- [Instrukcja do zadania]: Przepisz ponownie wszystkie wiersze, zaczynając od początku pozycji i kończąc na wierszu zawierającym „[(70, 235)]” (łącznie z nim), razem z poleceniami. W odpowiedziach przesuń każdą współrzędną, dodając do niej 130.

+++++

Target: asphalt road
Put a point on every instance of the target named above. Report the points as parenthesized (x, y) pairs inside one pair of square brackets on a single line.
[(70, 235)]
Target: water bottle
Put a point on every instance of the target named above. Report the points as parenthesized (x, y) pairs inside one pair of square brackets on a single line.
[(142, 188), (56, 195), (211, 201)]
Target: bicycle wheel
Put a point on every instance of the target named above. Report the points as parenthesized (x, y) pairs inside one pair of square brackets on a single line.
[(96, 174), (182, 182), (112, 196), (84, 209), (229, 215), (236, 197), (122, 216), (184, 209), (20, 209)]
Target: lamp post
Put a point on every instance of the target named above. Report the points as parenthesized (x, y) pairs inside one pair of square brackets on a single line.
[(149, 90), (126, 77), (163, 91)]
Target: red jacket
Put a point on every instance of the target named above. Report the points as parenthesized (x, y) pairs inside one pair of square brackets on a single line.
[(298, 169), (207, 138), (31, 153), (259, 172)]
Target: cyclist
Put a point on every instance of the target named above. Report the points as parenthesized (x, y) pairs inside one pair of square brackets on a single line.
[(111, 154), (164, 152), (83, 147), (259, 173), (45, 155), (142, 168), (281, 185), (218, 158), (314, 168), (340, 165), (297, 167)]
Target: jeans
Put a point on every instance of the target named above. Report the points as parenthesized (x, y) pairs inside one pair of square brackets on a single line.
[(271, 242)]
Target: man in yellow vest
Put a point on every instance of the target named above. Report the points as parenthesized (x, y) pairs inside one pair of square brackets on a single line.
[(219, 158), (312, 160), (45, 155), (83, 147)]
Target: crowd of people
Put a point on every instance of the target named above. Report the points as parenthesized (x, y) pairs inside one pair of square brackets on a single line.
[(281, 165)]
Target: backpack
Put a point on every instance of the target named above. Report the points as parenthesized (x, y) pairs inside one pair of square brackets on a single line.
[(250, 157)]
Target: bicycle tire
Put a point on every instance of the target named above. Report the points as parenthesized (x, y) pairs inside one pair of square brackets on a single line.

+++++

- [Rozwiązanie pisemne]:
Target: asphalt road
Put a point on every instance of the target named above. Report the points as parenthesized (x, y) pairs inside one pair of square brackets on a single line.
[(200, 365)]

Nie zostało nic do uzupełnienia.